> **Challenge**: Lay out the lines of the records from the one containing "the lemon peel" through the last line as a Markdown table. Use the columns Row and Record line, number the rows, and skip any blank lines.

───── Exercise materials ─────

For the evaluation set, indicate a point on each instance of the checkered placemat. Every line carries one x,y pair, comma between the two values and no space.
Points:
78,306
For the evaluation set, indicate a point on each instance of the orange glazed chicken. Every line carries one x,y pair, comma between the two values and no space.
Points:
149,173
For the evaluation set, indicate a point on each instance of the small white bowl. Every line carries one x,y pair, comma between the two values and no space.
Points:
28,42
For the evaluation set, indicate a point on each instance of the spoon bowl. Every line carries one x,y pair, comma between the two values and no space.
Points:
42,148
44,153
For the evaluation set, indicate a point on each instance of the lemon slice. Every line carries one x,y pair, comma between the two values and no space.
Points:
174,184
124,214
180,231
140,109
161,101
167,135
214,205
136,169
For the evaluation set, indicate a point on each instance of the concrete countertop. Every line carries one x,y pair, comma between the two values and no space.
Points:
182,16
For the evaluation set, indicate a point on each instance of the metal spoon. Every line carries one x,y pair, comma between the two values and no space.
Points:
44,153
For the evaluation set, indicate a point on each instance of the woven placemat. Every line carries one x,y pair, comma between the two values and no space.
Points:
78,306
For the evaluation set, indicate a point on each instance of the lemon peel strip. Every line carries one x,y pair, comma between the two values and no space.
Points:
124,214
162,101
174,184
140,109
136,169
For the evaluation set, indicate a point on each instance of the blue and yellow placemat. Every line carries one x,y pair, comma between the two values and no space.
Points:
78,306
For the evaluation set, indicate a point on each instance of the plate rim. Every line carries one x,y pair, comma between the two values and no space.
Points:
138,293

─────

> **Completed exercise**:
| Row | Record line |
|---|---|
| 1 | For the evaluation set, indicate a point on each instance of the lemon peel strip. Every line carries one x,y pair, comma between the two values and no space. |
| 2 | Points: |
| 3 | 124,214 |
| 4 | 162,101 |
| 5 | 174,184 |
| 6 | 140,109 |
| 7 | 136,169 |
| 8 | For the evaluation set, indicate a point on each instance of the blue and yellow placemat. Every line carries one x,y pair, comma between the two values and no space. |
| 9 | Points: |
| 10 | 78,306 |
| 11 | For the evaluation set, indicate a point on each instance of the plate rim. Every line carries one x,y pair, comma between the two values and no space. |
| 12 | Points: |
| 13 | 138,293 |